■ VORLIEGENDER TEXTAUSZUG:
Mit dem erfreulichen Votum der
zweiten Kammer waren jedoch keinesfalls Fakten im Zusammenhang mit der
Publizierung der Reichsgesetze im Königreich Hannover geschaffen. Alle hofften,
das Votum würde nach dem demokratischen Prinzip eine Auseinandersetzung nach
sich ziehen.
Doch auch dieser
Möglichkeit, aufeinander zuzugehen und einen Konsens zu schaffen, setzte das
Ministerium einen Riegel vor. Am folgenden Tage reichten alle Minister bei
König Ernst August ihre Entlassung ein.
Wie war dieser
Rücktritt zu verstehen? Waren es
Gewissensgründe, war es Ratlosigkeit oder war es eine taktische Inszenierung?
Das fragte sich
auch Althaus, der sich in Artikeln am 22. und 23. Februar das Geschehen vornahm.
Inzwischen gab es nach einer kurzen Erklärung Stüve’s im Ständesaal ein
weiteres Votum der zweiten Kammer, in der das Ministerschreiben vom 10. Februar
mit 56 gegen 18 Stimmen ebenso klar abgelehnt und somit dem Ministerium von den
gewählten Volksvertretern indirekt das Misstrauen ausgesprochen wurde.

■ AUFGABE 1: Zählen Sie, in wie vielen Zeilen der Datensätze die Zeichenfolge „post“ vorkommt, wobei Groß- und Kleinschreibung zu beachten ist. Geben Sie ausschließlich die Zahl an.

■ ZU VERWENDENDE DATENSÄTZE:
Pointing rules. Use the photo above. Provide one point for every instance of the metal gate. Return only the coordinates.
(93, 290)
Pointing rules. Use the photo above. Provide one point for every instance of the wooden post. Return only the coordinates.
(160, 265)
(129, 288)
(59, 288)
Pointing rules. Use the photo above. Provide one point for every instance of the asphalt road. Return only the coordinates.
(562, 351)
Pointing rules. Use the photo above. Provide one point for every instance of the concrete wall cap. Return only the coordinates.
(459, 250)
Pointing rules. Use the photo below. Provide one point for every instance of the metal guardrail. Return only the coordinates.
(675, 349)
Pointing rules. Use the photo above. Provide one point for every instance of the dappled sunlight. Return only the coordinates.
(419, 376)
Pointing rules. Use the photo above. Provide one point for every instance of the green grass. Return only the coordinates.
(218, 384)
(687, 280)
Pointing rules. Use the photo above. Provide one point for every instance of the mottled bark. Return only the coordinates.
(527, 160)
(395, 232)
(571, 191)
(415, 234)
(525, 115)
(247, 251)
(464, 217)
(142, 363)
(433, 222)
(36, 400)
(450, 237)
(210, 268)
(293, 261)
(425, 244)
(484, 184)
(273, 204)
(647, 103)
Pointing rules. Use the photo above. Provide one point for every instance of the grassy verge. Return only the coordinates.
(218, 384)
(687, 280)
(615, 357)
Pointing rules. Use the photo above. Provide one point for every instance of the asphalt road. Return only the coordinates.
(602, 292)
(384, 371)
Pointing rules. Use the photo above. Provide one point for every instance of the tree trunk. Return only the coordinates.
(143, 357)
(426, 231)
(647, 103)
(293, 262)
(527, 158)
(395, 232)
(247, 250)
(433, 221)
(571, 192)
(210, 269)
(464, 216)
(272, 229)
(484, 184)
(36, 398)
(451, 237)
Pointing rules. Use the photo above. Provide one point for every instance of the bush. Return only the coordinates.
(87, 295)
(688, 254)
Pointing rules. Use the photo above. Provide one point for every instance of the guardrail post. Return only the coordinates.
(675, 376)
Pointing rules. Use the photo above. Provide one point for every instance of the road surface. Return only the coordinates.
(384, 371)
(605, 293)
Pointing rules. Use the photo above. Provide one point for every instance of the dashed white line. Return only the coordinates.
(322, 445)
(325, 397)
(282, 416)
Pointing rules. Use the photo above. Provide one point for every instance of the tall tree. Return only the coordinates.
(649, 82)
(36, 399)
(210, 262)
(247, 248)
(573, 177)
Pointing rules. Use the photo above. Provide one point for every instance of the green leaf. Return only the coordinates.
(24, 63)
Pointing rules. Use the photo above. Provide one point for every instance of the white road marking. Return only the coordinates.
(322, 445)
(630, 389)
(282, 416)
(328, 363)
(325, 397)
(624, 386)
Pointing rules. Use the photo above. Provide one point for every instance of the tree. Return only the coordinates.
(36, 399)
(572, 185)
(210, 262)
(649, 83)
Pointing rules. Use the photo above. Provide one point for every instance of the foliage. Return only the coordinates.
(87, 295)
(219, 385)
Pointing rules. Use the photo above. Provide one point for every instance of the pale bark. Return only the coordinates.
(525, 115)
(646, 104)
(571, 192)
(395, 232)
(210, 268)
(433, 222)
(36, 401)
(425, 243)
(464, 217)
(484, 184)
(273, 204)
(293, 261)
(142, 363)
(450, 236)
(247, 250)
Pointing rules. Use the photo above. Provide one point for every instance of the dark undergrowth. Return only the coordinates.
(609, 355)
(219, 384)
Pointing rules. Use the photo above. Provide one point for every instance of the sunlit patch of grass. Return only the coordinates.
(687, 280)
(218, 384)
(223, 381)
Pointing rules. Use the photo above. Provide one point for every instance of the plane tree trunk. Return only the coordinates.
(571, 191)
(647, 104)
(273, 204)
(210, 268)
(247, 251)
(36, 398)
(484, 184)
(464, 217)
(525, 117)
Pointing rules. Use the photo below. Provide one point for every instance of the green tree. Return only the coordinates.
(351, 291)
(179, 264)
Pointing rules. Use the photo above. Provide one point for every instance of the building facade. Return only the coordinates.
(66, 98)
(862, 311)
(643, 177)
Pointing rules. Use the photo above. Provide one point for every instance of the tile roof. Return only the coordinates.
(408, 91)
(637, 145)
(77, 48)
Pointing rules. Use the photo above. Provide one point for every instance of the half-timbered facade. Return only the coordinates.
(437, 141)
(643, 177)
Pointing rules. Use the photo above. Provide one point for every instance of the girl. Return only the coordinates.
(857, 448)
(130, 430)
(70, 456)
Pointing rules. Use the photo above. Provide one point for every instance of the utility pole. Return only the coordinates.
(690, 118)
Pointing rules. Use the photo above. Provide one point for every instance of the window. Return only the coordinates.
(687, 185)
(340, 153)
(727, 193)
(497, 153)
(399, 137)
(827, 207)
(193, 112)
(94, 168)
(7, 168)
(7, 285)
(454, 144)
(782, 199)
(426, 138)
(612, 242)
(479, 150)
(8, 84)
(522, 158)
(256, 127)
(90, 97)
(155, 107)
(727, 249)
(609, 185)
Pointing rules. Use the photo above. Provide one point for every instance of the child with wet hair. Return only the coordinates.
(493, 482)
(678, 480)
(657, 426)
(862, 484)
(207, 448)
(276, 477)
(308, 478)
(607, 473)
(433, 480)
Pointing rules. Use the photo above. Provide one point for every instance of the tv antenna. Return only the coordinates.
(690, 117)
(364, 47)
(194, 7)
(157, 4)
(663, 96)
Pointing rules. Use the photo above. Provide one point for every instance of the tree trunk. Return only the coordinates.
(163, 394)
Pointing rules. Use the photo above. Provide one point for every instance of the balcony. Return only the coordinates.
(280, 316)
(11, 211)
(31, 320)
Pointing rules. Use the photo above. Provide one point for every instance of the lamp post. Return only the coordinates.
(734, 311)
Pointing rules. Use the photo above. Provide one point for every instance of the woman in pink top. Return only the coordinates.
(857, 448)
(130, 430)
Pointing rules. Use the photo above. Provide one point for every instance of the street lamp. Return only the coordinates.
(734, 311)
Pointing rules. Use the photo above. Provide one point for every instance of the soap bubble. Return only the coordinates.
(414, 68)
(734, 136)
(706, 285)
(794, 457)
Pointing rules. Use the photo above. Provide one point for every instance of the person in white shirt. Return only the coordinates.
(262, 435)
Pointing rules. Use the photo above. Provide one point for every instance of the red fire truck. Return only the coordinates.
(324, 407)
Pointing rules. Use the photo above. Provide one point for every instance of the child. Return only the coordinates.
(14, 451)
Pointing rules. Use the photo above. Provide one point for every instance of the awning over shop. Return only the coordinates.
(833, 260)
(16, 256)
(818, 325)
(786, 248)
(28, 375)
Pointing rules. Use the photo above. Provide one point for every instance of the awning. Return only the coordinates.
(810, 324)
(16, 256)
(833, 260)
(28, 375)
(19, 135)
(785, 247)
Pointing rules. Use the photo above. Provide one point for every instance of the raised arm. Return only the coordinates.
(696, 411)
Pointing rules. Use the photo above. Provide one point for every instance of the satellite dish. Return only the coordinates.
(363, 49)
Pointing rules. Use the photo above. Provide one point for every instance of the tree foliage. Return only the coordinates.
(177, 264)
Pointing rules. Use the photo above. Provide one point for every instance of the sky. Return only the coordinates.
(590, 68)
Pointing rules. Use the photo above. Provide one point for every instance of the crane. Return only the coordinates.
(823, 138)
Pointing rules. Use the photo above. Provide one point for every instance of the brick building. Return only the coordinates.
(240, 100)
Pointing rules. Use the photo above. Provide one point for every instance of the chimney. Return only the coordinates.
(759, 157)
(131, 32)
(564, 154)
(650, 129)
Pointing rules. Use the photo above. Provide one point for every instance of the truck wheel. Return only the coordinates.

■ AUFGABE 2: Führen Sie sämtliche Personen auf, die im Textauszug über die Reichsgesetze im Königreich Hannover mit Namen genannt werden.

■ ERWARTETE ANTWORT 1: 3

■ ERWARTETE ANTWORT 2: König Ernst August, Althaus, Stüve